Task item
All of the data goes into your copy exactly as written. Images do not.

Items listed in a dataset:
%%

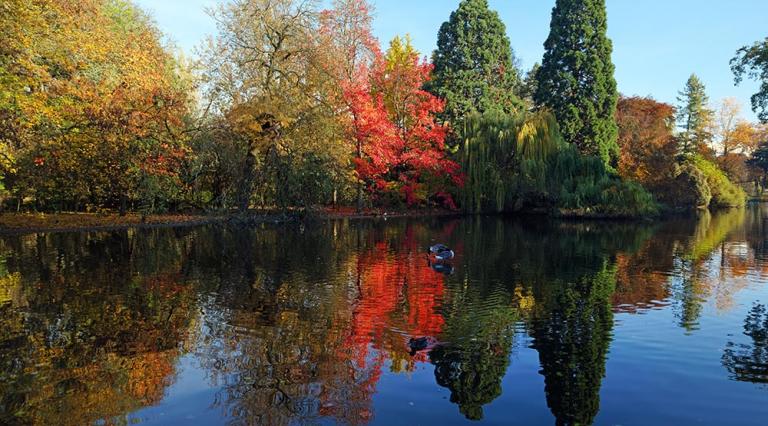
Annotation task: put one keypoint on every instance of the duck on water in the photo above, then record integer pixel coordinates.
(441, 252)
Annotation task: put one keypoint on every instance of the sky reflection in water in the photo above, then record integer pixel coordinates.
(536, 322)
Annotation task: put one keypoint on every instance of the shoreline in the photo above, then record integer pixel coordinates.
(33, 223)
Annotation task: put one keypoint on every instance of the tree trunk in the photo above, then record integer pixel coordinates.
(123, 204)
(359, 182)
(244, 196)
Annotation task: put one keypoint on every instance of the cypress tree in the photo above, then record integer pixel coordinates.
(475, 68)
(693, 118)
(576, 77)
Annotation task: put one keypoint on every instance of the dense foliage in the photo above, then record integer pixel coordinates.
(694, 118)
(92, 106)
(576, 79)
(752, 61)
(291, 106)
(475, 69)
(521, 162)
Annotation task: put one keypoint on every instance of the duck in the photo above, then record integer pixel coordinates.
(419, 344)
(442, 268)
(441, 252)
(437, 248)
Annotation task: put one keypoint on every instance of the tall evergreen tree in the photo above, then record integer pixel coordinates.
(576, 77)
(694, 118)
(475, 67)
(752, 62)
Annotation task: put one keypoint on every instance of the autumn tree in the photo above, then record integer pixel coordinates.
(759, 160)
(645, 140)
(752, 62)
(694, 118)
(266, 87)
(92, 105)
(726, 120)
(401, 147)
(576, 79)
(475, 67)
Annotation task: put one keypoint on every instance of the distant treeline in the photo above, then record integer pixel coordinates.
(292, 106)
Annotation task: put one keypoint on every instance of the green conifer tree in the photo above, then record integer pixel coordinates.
(694, 118)
(475, 70)
(576, 77)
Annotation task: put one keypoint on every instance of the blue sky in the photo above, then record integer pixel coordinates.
(657, 43)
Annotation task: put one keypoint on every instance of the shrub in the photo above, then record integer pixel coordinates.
(724, 192)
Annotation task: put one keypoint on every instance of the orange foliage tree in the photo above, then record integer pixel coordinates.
(400, 147)
(645, 139)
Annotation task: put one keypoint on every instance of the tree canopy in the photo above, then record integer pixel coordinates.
(752, 62)
(475, 67)
(576, 79)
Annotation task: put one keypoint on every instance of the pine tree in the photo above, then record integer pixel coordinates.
(475, 67)
(530, 83)
(694, 118)
(576, 77)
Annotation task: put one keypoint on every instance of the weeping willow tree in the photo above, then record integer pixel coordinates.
(514, 162)
(505, 155)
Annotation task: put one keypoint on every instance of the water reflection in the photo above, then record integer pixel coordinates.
(748, 362)
(297, 325)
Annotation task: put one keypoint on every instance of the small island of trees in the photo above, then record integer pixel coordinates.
(291, 106)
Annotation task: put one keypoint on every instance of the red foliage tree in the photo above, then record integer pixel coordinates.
(400, 148)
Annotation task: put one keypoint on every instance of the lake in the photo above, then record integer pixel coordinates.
(534, 322)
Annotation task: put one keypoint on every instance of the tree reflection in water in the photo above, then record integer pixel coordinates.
(748, 362)
(296, 325)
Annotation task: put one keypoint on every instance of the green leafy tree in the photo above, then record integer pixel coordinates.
(759, 160)
(694, 118)
(474, 64)
(752, 61)
(576, 77)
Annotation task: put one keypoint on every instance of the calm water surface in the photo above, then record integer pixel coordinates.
(535, 322)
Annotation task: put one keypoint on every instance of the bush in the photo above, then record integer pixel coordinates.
(724, 192)
(585, 186)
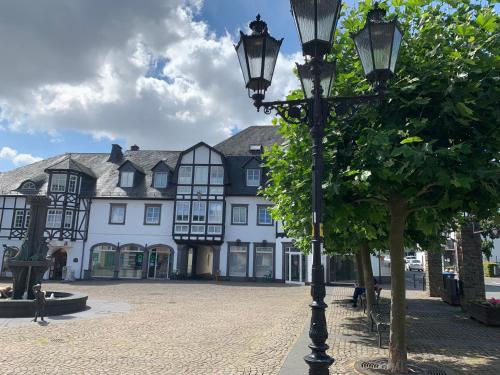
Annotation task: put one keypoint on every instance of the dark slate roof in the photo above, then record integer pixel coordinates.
(69, 164)
(104, 175)
(239, 144)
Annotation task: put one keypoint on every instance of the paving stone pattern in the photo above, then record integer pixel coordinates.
(172, 328)
(438, 334)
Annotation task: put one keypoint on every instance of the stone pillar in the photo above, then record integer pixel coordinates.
(434, 273)
(470, 265)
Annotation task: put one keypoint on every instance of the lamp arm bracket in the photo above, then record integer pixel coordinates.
(341, 106)
(292, 111)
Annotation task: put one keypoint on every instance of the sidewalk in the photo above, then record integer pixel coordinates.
(438, 334)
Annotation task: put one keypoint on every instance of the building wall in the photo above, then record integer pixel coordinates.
(250, 233)
(133, 231)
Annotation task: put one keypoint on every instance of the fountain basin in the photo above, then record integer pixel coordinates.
(64, 303)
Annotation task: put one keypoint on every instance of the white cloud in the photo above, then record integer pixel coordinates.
(16, 158)
(83, 65)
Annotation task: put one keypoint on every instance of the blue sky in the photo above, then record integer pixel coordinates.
(220, 16)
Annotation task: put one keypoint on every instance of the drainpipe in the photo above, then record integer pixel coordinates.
(83, 256)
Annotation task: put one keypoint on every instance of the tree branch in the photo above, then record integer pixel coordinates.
(424, 190)
(422, 208)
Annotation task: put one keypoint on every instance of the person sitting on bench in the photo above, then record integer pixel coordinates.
(359, 291)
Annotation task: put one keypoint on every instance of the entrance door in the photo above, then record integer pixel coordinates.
(59, 259)
(159, 261)
(295, 266)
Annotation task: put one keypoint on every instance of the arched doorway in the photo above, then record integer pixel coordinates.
(160, 262)
(131, 260)
(103, 260)
(58, 262)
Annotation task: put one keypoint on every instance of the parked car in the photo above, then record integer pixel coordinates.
(409, 258)
(414, 265)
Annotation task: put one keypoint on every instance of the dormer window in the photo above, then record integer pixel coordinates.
(126, 179)
(72, 184)
(185, 174)
(160, 180)
(28, 185)
(58, 182)
(253, 177)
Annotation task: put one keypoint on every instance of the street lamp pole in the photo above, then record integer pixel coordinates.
(377, 45)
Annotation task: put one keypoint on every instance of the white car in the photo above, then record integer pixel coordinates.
(414, 265)
(410, 258)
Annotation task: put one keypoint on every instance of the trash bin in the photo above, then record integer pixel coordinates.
(450, 289)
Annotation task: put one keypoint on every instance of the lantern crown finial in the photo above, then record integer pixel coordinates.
(258, 26)
(376, 14)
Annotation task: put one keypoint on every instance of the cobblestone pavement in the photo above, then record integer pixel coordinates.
(172, 328)
(438, 334)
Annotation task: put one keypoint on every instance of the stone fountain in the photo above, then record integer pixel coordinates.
(28, 267)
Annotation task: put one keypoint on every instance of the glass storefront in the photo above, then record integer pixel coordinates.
(131, 260)
(264, 262)
(103, 261)
(238, 261)
(159, 263)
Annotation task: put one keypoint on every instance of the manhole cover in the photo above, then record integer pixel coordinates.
(379, 366)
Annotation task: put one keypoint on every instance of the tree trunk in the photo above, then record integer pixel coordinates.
(397, 347)
(359, 265)
(368, 274)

%%

Result of the task
Annotation task: put one keypoint on every instance of the duck on water in the photo above, then record integer pixel coordinates.
(441, 252)
Annotation task: put one keypoint on every instance of the sky reflection in water in the photo above, then record integer pixel coordinates.
(536, 322)
Annotation task: put one keypoint on every instance of the shoreline in the photo above, then record integer pixel coordinates.
(33, 223)
Annotation task: put one keypoint on every instance of the tree trunk in the photo above, then record integer pixel coordinates.
(123, 204)
(359, 182)
(244, 196)
Annotation task: put one keypoint on every instance of the cypress tree in the photo above, then record integer pixel coordinates.
(475, 68)
(693, 118)
(576, 77)
Annotation task: put one keypoint on every instance of the dense foliage in the photo above, then record integer pixel coordinates.
(694, 118)
(92, 106)
(576, 79)
(752, 61)
(291, 106)
(475, 69)
(521, 162)
Annotation task: put one keypoint on every instance of the duck in the photo above, then record integer pixel coordinates.
(419, 344)
(442, 268)
(441, 252)
(437, 248)
Annotation task: put one keypoint on every instance of the tall evergreen tree in the photo above, then record integer pixel coordinates.
(576, 77)
(694, 118)
(475, 67)
(752, 62)
Annotation task: put one keypoint on every instance of the autumn tree in the photo above, then record integer pixel coordinates.
(759, 160)
(645, 140)
(752, 62)
(694, 118)
(266, 87)
(92, 105)
(726, 120)
(401, 147)
(576, 79)
(475, 67)
Annotation task: put one keypoint on every instance of the distant treeline in the photo above, then record integer pixel coordinates.
(292, 106)
Annotation task: put one keypoint on every instance of the green conifer tree in the photo above, then record integer pixel coordinates.
(694, 118)
(475, 70)
(576, 77)
Annotation task: put one keypoint on every instance of the blue sky in the photo above, then record integer pixel coordinates.
(657, 43)
Annotation task: put one keypoint on every instance of the shrub in the photo above, then record integer pixel coordinates.
(724, 192)
Annotation task: put one keypoint on every instance of the orange foliage tree in the photo above, then record integer pixel coordinates.
(400, 147)
(645, 139)
Annotation task: put one keypoint on every instance of the tree canopy in the photo above, then record integer pixel coordinates.
(752, 62)
(475, 67)
(576, 79)
Annotation task: put one keypoint on every instance of the pine tree in the photo above, then record integer pixel coordinates.
(475, 67)
(530, 83)
(694, 118)
(576, 77)
Annotation task: put one keypoint on every instance of the weeping willow tree in the photo above, then record integer pixel coordinates.
(514, 162)
(505, 155)
Annotation task: put one keypoint on every instance of the water reflection in the photo above, then record integer pixel coordinates.
(748, 362)
(297, 325)
Annotation task: put one keypoint on every instance of the small island of trees in the photo above, then record integer pixel coordinates.
(291, 106)
Annotation task: put one keypoint on every instance of the red foliage tree in the photo above, then record integer pixel coordinates.
(400, 148)
Annotation task: put one keypoint on every instance of the lake in the photo above, then record integer pixel coordinates.
(534, 322)
Annotation task: put one keypoint on every instance of the tree reflection in water in the photo above, then record integer pixel coordinates.
(748, 362)
(296, 325)
Annotation task: put one keypoint on every instance of the green leafy tree in the photo above, then record integer pixel coordinates.
(759, 160)
(694, 118)
(474, 64)
(752, 61)
(576, 77)
Annotation task: put one keypoint on every instance of the calm water surface in the photo above, then record integer pixel coordinates.
(535, 322)
Annotation task: put one keypoint on every instance of the bush in the photo above, then record integer pixel coordinates.
(724, 192)
(585, 186)
Annotation task: put one keypoint on every instance of the dark slate roof in the photo above, then record integer pixel coordinates.
(69, 164)
(104, 175)
(239, 144)
Annotation task: put one keypoint on every instance of the paving stone pattern in the photo above, then record integer pixel coordinates.
(172, 328)
(438, 334)
Annotation task: put one keypoint on every instance of the stone pillar in the photo above, then record integer pixel coordinates.
(434, 273)
(470, 265)
Annotation task: put one keypoint on every instance of the lamp arm bracket in the photo above, then record integer pixel coordinates.
(341, 106)
(292, 111)
Annotation task: put one keypoint on every instance of the sidewalk in the photo above, then record integer pixel coordinates.
(438, 334)
Annotation task: put one keypoint on every instance of the building wall in the photo above, then record integer pixel coordinates.
(250, 233)
(133, 231)
Annotation task: put one keypoint on every instance of the fountain basin in the photo above, then record integer pixel coordinates.
(64, 303)
Annotation task: put one keypoint on every instance of the white cloud in the photo above, then record integer pixel coordinates.
(16, 158)
(83, 65)
Annotation task: put one keypoint on every instance of the blue sky in the photo above, then record integer pixel coordinates.
(220, 16)
Annotation task: put one keypoint on every instance of the drainpipe in the photo above, then record integer pixel coordinates.
(83, 256)
Annotation task: put one keypoint on every instance of the tree branch in the photo above, then record integer pixel coordinates.
(424, 190)
(422, 208)
Annotation task: put one keypoint on every instance of the person sitting on bench in the photo above, then record integer pixel coordinates.
(359, 291)
Annotation task: put one keypoint on every instance of the entrance door in the photo above, then record integer pixel coordinates.
(59, 259)
(159, 261)
(295, 266)
Annotation task: put one keypoint on every instance of the arched doorway in the photo above, then record integer pixel coordinates.
(160, 262)
(131, 260)
(103, 260)
(58, 262)
Annotation task: put one keypoint on every instance of the parked car in the photo above, then record integer pixel coordinates.
(409, 258)
(414, 265)
Annotation task: put one keypoint on every instance of the dormer window in the photo above, then record integer pixel coordinates.
(126, 179)
(72, 184)
(185, 174)
(160, 180)
(28, 185)
(58, 182)
(253, 177)
Annotation task: put one keypoint on every instance of the street lamp pole in the photo above, then record integer pixel coordinates.
(377, 45)
Annotation task: put one keypoint on every instance of the white car in the photo above, then record integer pixel coordinates.
(414, 265)
(410, 258)
Annotation task: put one keypoint on every instance of the trash bin in the photo above, then record integer pixel coordinates.
(450, 289)
Annotation task: put one keypoint on every instance of the lantern crown finial in the photo above, then record integer pixel coordinates.
(258, 26)
(376, 14)
Annotation task: put one keypoint on every instance of the cobblestone pavement in the photo above, then record integer pixel coordinates.
(172, 328)
(438, 334)
Annotation task: put one keypoint on every instance of the stone fountain in the photo above, then record integer pixel coordinates.
(28, 267)
Annotation task: put one keypoint on every instance of the glass storefront in the photo above, then record integer pixel coordinates.
(131, 260)
(264, 262)
(103, 261)
(238, 261)
(159, 263)
Annotation task: put one keypoint on every instance of the manhole cover in the photo above, then record integer pixel coordinates.
(379, 366)
Annotation task: put one keypoint on every instance of the tree trunk in the photo above, then record integer pixel coordinates.
(397, 347)
(359, 265)
(368, 274)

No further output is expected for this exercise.